## [WORK TO COMPLETE]
Write out each line of the material below exactly as given.

## [DATA]

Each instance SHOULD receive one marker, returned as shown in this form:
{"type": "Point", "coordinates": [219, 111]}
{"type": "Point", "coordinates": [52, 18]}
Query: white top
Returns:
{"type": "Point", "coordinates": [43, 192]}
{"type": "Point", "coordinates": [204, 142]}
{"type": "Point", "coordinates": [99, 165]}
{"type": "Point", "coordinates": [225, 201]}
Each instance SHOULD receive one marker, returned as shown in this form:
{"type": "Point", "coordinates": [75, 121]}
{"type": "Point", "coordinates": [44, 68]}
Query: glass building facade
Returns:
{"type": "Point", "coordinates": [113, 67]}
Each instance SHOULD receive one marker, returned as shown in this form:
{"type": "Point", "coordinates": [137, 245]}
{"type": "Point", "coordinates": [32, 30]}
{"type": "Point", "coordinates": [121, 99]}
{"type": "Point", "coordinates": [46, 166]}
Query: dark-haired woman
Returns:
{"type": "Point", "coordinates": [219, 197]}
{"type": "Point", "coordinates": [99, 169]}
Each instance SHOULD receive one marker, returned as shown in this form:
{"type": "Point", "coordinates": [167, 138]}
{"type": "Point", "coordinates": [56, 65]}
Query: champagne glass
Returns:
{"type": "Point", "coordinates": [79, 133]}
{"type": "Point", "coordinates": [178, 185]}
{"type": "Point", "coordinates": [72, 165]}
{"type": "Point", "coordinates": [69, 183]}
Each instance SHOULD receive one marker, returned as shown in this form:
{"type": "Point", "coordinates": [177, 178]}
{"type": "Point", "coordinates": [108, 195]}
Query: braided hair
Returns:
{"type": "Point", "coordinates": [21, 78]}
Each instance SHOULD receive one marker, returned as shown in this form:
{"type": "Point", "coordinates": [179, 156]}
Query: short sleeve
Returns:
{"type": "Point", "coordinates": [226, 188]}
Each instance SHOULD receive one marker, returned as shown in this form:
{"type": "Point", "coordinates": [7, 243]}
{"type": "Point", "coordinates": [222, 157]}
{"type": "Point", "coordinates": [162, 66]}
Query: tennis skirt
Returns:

## [ANSWER SECTION]
Each instance SHOULD receive one marker, returned as shown in this form:
{"type": "Point", "coordinates": [219, 111]}
{"type": "Point", "coordinates": [52, 18]}
Query: white top
Returns:
{"type": "Point", "coordinates": [43, 192]}
{"type": "Point", "coordinates": [204, 142]}
{"type": "Point", "coordinates": [99, 165]}
{"type": "Point", "coordinates": [225, 201]}
Each instance SHOULD receive one marker, returned as shown in this form:
{"type": "Point", "coordinates": [75, 121]}
{"type": "Point", "coordinates": [44, 68]}
Query: glass building facade
Returns:
{"type": "Point", "coordinates": [113, 67]}
Each instance SHOULD receive one marker, returned as shown in this form:
{"type": "Point", "coordinates": [137, 245]}
{"type": "Point", "coordinates": [32, 30]}
{"type": "Point", "coordinates": [121, 99]}
{"type": "Point", "coordinates": [46, 166]}
Query: dark-haired woman
Returns:
{"type": "Point", "coordinates": [219, 197]}
{"type": "Point", "coordinates": [99, 169]}
Each instance SHOULD receive one marker, returned as shown in this form:
{"type": "Point", "coordinates": [167, 138]}
{"type": "Point", "coordinates": [56, 65]}
Query: champagne glass
Returns:
{"type": "Point", "coordinates": [79, 133]}
{"type": "Point", "coordinates": [178, 185]}
{"type": "Point", "coordinates": [72, 165]}
{"type": "Point", "coordinates": [69, 183]}
Each instance SHOULD receive one marker, returned as shown in this form:
{"type": "Point", "coordinates": [177, 178]}
{"type": "Point", "coordinates": [108, 195]}
Query: braided hair
Returns:
{"type": "Point", "coordinates": [21, 78]}
Each instance SHOULD receive one marker, returned as shown in this form:
{"type": "Point", "coordinates": [179, 156]}
Query: short sleeve
Returns:
{"type": "Point", "coordinates": [226, 188]}
Each instance SHOULD receive one marker, returned as shown in this form:
{"type": "Point", "coordinates": [7, 243]}
{"type": "Point", "coordinates": [222, 157]}
{"type": "Point", "coordinates": [162, 66]}
Query: tennis skirt
Returns:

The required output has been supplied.